=== Begin Enclosure ===

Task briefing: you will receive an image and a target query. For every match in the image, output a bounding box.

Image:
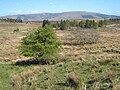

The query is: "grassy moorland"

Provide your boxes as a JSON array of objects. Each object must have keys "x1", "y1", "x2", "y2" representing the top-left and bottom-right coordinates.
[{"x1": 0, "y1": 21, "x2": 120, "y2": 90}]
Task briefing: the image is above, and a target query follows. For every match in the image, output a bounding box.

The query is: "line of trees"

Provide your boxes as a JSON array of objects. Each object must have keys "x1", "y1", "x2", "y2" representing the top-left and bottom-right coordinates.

=== End Enclosure ===
=== Begin Enclosure ===

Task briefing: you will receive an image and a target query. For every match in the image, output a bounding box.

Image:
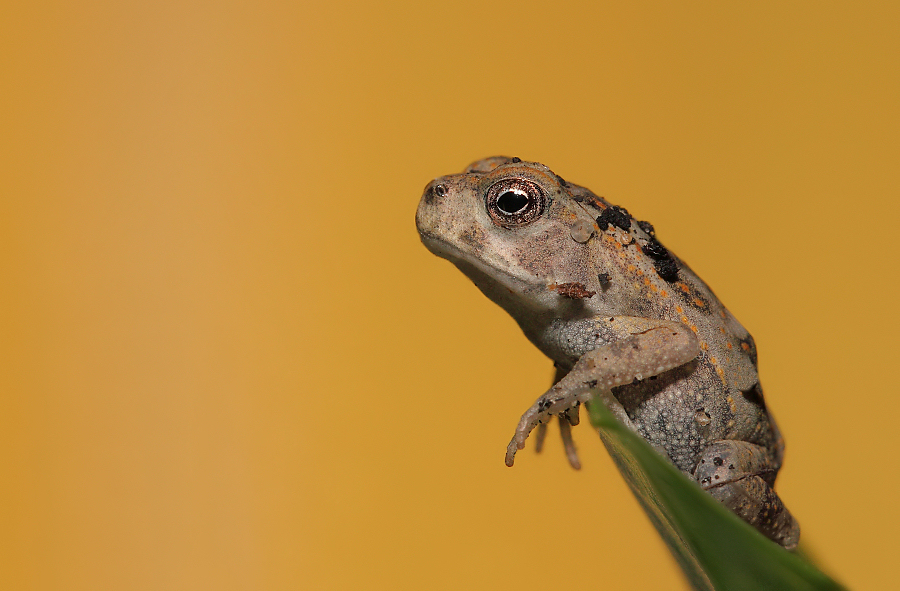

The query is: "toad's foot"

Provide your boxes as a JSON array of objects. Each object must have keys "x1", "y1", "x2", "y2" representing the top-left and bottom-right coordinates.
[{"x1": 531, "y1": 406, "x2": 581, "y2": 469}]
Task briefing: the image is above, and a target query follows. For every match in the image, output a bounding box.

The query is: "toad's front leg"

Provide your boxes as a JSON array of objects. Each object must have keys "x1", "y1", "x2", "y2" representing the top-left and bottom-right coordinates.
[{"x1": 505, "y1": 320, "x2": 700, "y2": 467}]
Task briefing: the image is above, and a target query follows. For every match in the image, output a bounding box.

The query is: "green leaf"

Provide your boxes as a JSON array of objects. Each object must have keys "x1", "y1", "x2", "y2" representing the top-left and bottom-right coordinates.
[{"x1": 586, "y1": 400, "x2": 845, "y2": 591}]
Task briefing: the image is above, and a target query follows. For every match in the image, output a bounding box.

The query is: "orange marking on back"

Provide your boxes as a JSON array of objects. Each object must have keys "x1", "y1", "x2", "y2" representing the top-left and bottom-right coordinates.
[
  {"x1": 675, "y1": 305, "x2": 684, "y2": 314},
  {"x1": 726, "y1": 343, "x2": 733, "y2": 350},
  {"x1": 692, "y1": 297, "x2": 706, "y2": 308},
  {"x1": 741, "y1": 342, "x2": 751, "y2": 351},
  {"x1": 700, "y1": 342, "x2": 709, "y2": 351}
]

=== End Enclosure ===

> _Work task_
Your answer should be only the number of lines in the records that hold the word "toad".

> _Exercise answer_
2